[Entries from a labeling collection]
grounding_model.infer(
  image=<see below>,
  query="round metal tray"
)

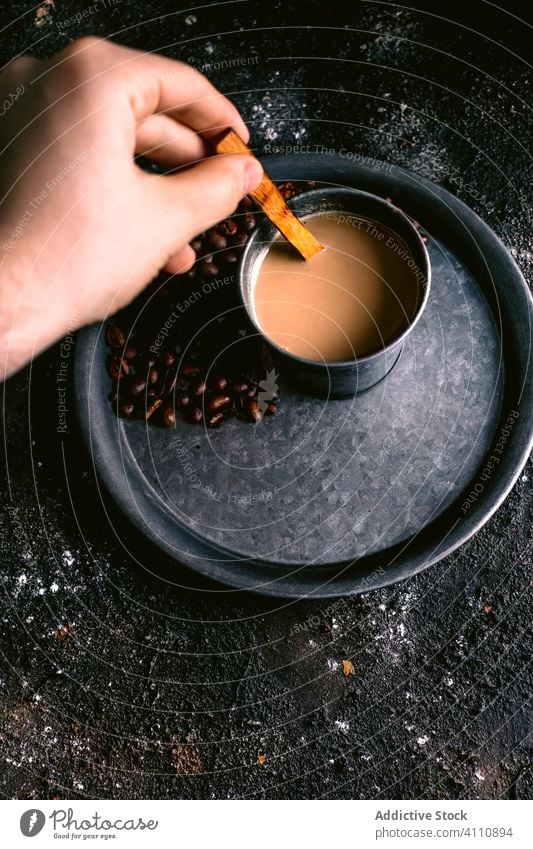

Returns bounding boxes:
[75,155,533,598]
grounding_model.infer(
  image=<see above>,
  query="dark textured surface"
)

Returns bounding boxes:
[0,0,531,798]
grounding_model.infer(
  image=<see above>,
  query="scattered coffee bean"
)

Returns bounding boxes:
[128,377,146,398]
[106,181,322,427]
[162,406,176,427]
[218,218,237,236]
[206,229,228,251]
[176,392,191,410]
[240,212,255,233]
[207,395,231,413]
[124,345,139,360]
[105,324,126,349]
[144,398,163,421]
[191,380,207,398]
[209,372,228,392]
[247,401,263,424]
[161,351,176,368]
[181,363,200,377]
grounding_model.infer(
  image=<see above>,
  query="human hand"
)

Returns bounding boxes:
[0,37,262,380]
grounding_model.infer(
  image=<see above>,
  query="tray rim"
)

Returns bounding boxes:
[74,154,533,599]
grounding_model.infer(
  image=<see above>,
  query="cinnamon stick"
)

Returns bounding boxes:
[215,130,324,259]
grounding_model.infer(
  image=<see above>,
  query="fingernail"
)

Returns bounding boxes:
[246,156,263,194]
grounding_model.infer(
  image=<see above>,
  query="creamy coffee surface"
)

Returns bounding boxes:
[253,212,421,361]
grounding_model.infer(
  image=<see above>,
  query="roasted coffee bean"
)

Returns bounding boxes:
[218,218,237,236]
[219,250,239,265]
[161,405,176,427]
[124,345,139,360]
[278,180,299,200]
[127,375,146,398]
[118,401,135,419]
[209,372,228,392]
[191,380,207,398]
[159,351,176,368]
[206,229,228,251]
[247,401,263,424]
[207,395,231,413]
[233,232,248,248]
[105,324,126,348]
[200,260,220,277]
[106,354,130,380]
[239,212,255,233]
[181,362,200,377]
[144,398,163,421]
[176,392,191,410]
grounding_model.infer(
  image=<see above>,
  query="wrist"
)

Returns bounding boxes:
[0,242,66,382]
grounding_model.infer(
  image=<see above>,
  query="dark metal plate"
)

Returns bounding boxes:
[76,155,533,597]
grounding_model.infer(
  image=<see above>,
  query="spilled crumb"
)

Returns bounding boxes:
[342,660,355,677]
[171,743,202,775]
[33,0,56,27]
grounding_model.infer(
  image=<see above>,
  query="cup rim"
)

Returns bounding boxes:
[237,186,431,371]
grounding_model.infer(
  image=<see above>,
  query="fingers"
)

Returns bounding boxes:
[89,39,249,142]
[164,245,196,274]
[147,154,263,251]
[135,115,208,168]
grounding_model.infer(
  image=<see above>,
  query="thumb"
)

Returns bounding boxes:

- [Aim]:
Arrange every line of the entries above as a numbered list, dropping the blank lines and leaving the pictures out.

- [Written answer]:
1. grounding_model.infer(
2.   image=<see below>,
3.   query="round metal tray"
4. )
5. Returns bounding boxes:
6. [75,155,533,598]
7. grounding_model.infer(
8.   image=<see above>,
9.   query="dark textured surface"
10. )
11. Returns bounding boxes:
12. [0,0,531,798]
13. grounding_model.infer(
14.   image=<see above>,
15.   query="scattered coffee bean"
16. )
17. Returns bounding boxes:
18. [128,377,146,398]
19. [106,181,322,427]
20. [162,406,176,427]
21. [218,218,237,236]
22. [206,229,228,251]
23. [176,392,191,410]
24. [240,212,255,233]
25. [207,395,231,413]
26. [124,345,139,360]
27. [105,324,126,349]
28. [144,398,163,421]
29. [191,380,207,398]
30. [209,372,228,392]
31. [247,401,263,424]
32. [161,351,176,368]
33. [181,363,200,377]
34. grounding_model.infer(
35.   image=<see above>,
36.   query="human hand"
37. )
38. Returns bounding boxes:
39. [0,37,262,380]
40. grounding_model.infer(
41.   image=<see above>,
42.   query="tray rim"
43. )
44. Returns bounding boxes:
45. [74,154,533,599]
46. grounding_model.infer(
47.   image=<see above>,
48.   query="cinnamon stick"
49. )
50. Returns bounding boxes:
51. [215,130,324,259]
52. grounding_model.infer(
53.   image=<see above>,
54.   query="fingernail"
55. )
56. Returns bounding boxes:
57. [246,156,263,194]
58. grounding_model.infer(
59.   image=<see above>,
60.   query="creamy coffee surface"
61. )
62. Returns bounding boxes:
63. [253,212,421,361]
64. grounding_model.infer(
65.   image=<see above>,
66.   query="roasted coffee bean"
67. )
68. Returns bounding boxes:
69. [218,218,237,236]
70. [219,250,239,265]
71. [161,405,176,427]
72. [124,345,139,360]
73. [278,180,299,200]
74. [127,375,146,398]
75. [118,401,135,419]
76. [209,372,228,392]
77. [191,380,207,398]
78. [159,351,176,368]
79. [206,229,228,251]
80. [247,401,263,424]
81. [207,395,231,413]
82. [233,232,248,248]
83. [105,324,126,348]
84. [200,260,220,277]
85. [106,354,130,380]
86. [239,212,255,233]
87. [181,362,200,377]
88. [144,398,163,421]
89. [176,392,191,410]
90. grounding_model.infer(
91.   image=<see above>,
92.   query="wrist"
93. )
94. Returns bounding boxes:
95. [0,242,66,382]
96. grounding_model.infer(
97.   image=<see above>,
98.   query="dark metal plate"
99. )
100. Returns bounding boxes:
101. [76,155,533,597]
102. grounding_model.infer(
103.   image=<see above>,
104.   query="spilled crumb"
105. )
106. Returns bounding boxes:
107. [342,660,355,677]
108. [171,743,202,775]
109. [33,0,56,27]
110. grounding_model.infer(
111.   image=<see above>,
112.   query="cup rim"
113. )
114. Returns bounding boxes:
115. [237,186,431,371]
116. grounding_model.infer(
117.   image=<see above>,
118.   query="fingers"
119. )
120. Returns bounding boxes:
121. [89,39,249,142]
122. [164,245,196,274]
123. [147,154,263,251]
124. [135,115,208,168]
125. grounding_model.infer(
126.   image=<see above>,
127.   query="thumb"
128. )
129. Returns bounding boxes:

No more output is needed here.